Trecho da página:
↓
Pode o médico mentir, ou, utilizando o termo do ano, aplicar pós-verdade, substituindo a objetividade técnico-científica por personalismos direcionados ao agrado do paciente? O Código de Ética Médica vigente sinaliza que há situações que admitiriam um agrado -ou não desagrado-, em que palavras danosas ao emocional do momento poderiam ser omitidas da comunicação: Art. 34. É vedado ao médico deixar de informar ao paciente o diagnóstico, o prognóstico, os riscos e os objetivos do tratamento, salvo quando a comunicação direta possa lhe provocar dano, devendo, nesse caso, fazer a comunicação a seu representante legal.
A beira do leito convive diariamente com informações e esclarecimentos omitidos ou mentidos pelo médico que, talvez, não se enquadrem na ressalva ética. Parte poderá ser classificada como pós-verdade, principalmente quando ligada a uma presunção de poder acima do razoável pelo estado da arte, num ponto acima do que possa ser admitido pelo narcisismo benigno -acreditar na sua imagem profissional.
Atrair confiança, incutir otimismo, desconstruir derrotismo são reconhecidas funções de humanismo do médico perante as vulnerabilidades emocionais determinadas pelas doenças, pelos desconfortos dos sintomas, pelas restrições à qualidade de vida, pelas sensações que a vida se esvai.
Evidentemente, a beira do leito entraria em colapso se tornada um palco de mentiras. Mas, como o Código de Ética Médica sinaliza, há verdades que não são bem-vindas. Há uma fronteira de delimitação tão complexa quanto sombria entre a informação falsa de má-fé que se associa com conflitos de interesse material do médico- passíveis de manchetes como A máfia das próteses- e a de boa-fé que se associa a interesse no (não) conflito emocional do paciente- passíveis de apenas um nota de rodapé.
Percebe-se, pois, que a ética admite uma escala de honestidade na comunicação entre os extremos de verdade total e ausência de verdade. O valor da palavra não está atrelado ao tudo ou nada, o aspecto humano da Medicina permite considerar uma analogia ao pós-verdade, num sentido mais estrito, em que a objetividade do que “não se deseja ouvir” é deslocada para uma adaptação de caso pensado para satisfazer o que “se deseja ouvir”.
O canto da sereia da inverdade “que agrada” é ouvido na beira do leito. Ouvido pelo médico e que agrada ao paciente. Pode zerar a conta ou vir a ser cobrada com juros depois. Vivemos uma época em que a (des)informação via internet difunde facilmente mentiras da ciência, assim denomináveis até com exagero porque não comprovadas, que cada vez mais são captadas com fé (visão de já lhe ter acontecido). Assim, elas são transformadas em verdades de esperanças de mais felicidade e de menos desconforto, exigentes da disponibilidade de aplicação, apesar das vozes em contrário relegadas à expressão de desesperança. Por isso, a beira do leito passa a ter conotação semelhante ao do palanque político em termos de pós-verdade. Ninguém exige o número de CRM do Dr. Google- atestado de ter tido formação no que expressa- até porque a dispensa favorece torná-lo mensageiro dos sonhos, ficção da tranquilidade por permitir que se rasgue a mensagem que desagrada e retenha a pretendida. Quem não gostaria?
A Bioética da Beira do leito, porque se preocupa com a manutenção da Medicina baseada em evidências na linha mestra do exercício profissional ético, estimula discussões sobre ajustes possíveis entre saber técnico-científico validado em Medicina e as realidades da condição humana em reação a desejos, preferências, valores e objetivos a respeito da (falta) saúde.
↑
Dados apresentados:
↓
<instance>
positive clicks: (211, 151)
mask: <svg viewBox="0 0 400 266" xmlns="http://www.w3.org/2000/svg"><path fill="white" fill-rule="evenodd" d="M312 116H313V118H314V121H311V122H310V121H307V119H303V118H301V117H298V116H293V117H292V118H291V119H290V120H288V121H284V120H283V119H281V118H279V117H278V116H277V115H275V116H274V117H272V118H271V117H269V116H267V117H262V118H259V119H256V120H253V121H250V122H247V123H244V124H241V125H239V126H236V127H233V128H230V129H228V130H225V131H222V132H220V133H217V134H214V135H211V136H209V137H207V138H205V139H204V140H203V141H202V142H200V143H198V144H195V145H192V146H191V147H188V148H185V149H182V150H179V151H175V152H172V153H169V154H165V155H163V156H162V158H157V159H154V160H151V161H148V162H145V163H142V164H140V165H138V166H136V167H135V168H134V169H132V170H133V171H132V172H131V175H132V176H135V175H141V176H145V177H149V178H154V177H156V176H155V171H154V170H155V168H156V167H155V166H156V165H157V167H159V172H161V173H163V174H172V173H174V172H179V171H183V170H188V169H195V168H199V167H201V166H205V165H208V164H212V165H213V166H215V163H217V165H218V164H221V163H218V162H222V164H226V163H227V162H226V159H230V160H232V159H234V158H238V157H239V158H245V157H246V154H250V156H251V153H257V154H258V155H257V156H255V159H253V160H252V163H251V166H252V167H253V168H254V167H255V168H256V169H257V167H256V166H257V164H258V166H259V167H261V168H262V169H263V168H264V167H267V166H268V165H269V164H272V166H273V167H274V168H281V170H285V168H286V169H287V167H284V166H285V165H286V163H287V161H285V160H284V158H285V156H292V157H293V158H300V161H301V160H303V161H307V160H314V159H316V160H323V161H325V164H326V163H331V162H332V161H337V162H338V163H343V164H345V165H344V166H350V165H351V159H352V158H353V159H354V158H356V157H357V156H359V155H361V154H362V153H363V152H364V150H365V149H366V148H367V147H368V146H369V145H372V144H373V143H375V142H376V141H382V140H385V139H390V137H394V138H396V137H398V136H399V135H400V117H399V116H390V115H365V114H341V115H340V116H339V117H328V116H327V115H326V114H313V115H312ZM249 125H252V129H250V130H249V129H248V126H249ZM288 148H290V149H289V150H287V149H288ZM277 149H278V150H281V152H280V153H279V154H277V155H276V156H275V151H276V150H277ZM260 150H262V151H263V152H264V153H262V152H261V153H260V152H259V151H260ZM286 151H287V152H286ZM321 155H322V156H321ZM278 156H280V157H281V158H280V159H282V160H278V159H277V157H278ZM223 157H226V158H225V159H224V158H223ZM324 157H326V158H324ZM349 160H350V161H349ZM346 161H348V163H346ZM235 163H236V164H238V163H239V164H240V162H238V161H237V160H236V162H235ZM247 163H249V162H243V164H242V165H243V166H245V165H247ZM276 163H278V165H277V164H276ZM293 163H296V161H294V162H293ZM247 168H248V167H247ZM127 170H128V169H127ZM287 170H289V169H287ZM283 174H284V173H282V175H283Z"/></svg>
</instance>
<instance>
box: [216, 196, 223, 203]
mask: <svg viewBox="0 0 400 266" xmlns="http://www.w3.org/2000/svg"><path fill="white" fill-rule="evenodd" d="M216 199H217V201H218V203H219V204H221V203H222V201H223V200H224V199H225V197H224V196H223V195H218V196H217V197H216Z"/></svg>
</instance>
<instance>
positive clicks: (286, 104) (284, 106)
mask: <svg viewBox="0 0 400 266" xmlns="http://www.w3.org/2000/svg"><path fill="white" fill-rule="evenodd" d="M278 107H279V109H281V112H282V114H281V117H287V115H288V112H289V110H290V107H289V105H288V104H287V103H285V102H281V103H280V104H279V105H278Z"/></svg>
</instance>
↑
Perguntas para responder:
- a) Repita sem alterações a passagem do texto sobre pós-verdade na Medicina que vai de "Atrair confiança, incutir" até "nota de rodapé.", incluindo essas palavras.
- b) Responda com base no texto sobre pós-verdade na Medicina:
(i) Segundo o Art. 34 citado, a quem o médico deve fazer a comunicação quando a comunicação direta puder provocar dano ao paciente?
(ii) Qual manchete é dada como exemplo para a informação falsa de má-fé?
(iii) De quem ninguém exige o número de CRM?
Os registros vêm de uma fonte diferente da do texto.

Exercício resolvido:
- a)
Atrair confiança, incutir otimismo, desconstruir derrotismo são reconhecidas funções de humanismo do médico perante as vulnerabilidades emocionais determinadas pelas doenças, pelos desconfortos dos sintomas, pelas restrições à qualidade de vida, pelas sensações que a vida se esvai.
Evidentemente, a beira do leito entraria em colapso se tornada um palco de mentiras. Mas, como o Código de Ética Médica sinaliza, há verdades que não são bem-vindas. Há uma fronteira de delimitação tão complexa quanto sombria entre a informação falsa de má-fé que se associa com conflitos de interesse material do médico- passíveis de manchetes como A máfia das próteses- e a de boa-fé que se associa a interesse no (não) conflito emocional do paciente- passíveis de apenas um nota de rodapé.

- b)
(i) Ao representante legal do paciente.
(ii) A máfia das próteses.
(iii) Do Dr. Google.